Location annotation dataset excerpts:
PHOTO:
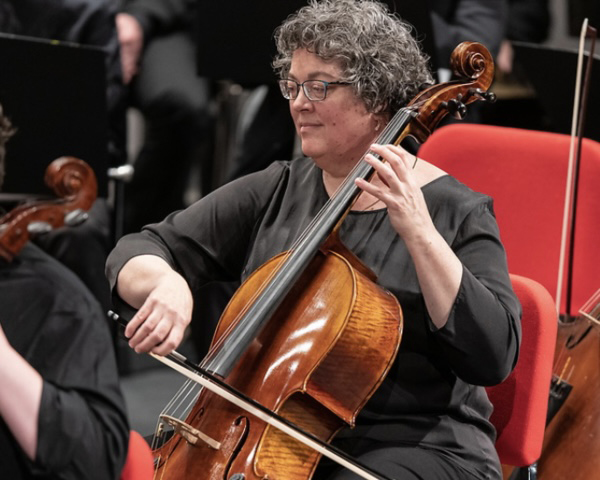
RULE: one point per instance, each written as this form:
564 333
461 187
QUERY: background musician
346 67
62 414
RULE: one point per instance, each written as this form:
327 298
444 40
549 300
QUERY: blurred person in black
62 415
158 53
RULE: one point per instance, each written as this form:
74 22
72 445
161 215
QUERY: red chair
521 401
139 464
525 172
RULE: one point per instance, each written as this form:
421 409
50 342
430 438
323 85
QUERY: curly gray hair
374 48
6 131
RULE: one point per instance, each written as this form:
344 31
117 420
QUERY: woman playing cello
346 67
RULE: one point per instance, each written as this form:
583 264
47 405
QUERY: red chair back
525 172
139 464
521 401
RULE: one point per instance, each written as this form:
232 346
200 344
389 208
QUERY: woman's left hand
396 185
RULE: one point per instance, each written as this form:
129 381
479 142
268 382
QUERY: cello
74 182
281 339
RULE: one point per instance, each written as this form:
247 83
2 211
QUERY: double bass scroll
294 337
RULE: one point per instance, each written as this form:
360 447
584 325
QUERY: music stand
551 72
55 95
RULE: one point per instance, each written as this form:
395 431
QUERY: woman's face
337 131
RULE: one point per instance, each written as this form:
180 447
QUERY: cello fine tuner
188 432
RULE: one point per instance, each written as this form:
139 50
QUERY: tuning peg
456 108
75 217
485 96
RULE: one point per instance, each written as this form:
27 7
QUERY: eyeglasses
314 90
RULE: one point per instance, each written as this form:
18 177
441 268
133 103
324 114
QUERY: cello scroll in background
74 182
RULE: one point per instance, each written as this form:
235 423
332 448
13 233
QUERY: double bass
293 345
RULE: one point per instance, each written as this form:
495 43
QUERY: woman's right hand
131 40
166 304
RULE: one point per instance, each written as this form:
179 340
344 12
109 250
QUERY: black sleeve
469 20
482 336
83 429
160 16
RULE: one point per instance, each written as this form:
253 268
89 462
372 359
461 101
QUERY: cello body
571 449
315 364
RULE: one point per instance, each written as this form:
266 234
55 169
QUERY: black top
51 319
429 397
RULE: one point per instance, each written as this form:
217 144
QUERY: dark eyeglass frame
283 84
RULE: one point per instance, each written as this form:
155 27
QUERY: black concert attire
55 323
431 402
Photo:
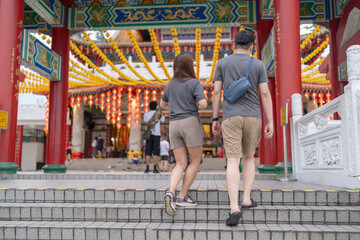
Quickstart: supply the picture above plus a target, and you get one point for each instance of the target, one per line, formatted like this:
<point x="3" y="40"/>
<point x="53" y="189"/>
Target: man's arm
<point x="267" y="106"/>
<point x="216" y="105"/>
...
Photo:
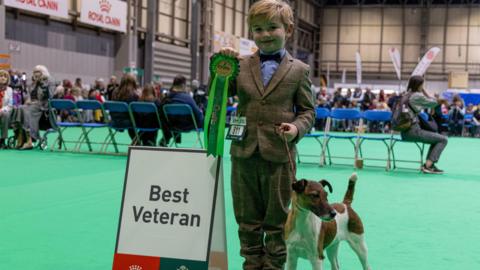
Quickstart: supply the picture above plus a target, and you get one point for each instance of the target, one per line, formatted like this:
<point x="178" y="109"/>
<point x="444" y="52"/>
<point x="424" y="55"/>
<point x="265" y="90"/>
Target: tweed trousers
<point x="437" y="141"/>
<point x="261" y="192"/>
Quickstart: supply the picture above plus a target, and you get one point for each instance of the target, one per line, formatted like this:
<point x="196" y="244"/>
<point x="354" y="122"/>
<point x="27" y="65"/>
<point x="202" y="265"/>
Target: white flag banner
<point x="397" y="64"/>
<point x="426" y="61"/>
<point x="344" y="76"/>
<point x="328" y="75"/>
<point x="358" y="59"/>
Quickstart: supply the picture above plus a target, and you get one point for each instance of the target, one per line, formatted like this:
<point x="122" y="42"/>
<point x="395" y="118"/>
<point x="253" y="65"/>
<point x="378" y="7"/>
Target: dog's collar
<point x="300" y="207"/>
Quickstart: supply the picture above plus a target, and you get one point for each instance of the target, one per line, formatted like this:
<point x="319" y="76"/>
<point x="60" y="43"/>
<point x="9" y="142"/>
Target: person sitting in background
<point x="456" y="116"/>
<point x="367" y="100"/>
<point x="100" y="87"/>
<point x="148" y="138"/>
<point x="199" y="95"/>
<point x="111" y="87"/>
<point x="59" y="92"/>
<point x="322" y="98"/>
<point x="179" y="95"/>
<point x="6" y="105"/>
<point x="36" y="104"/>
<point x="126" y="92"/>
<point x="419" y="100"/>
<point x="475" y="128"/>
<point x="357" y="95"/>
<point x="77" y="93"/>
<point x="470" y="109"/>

— WHAT NEEDS TO BE DONE —
Please list each line of the items above that contains the word "black".

— THE RESPONSE —
QUERY: blurred person in black
QUERY: black sleeve
QUERY: black top
QUERY: black concert attire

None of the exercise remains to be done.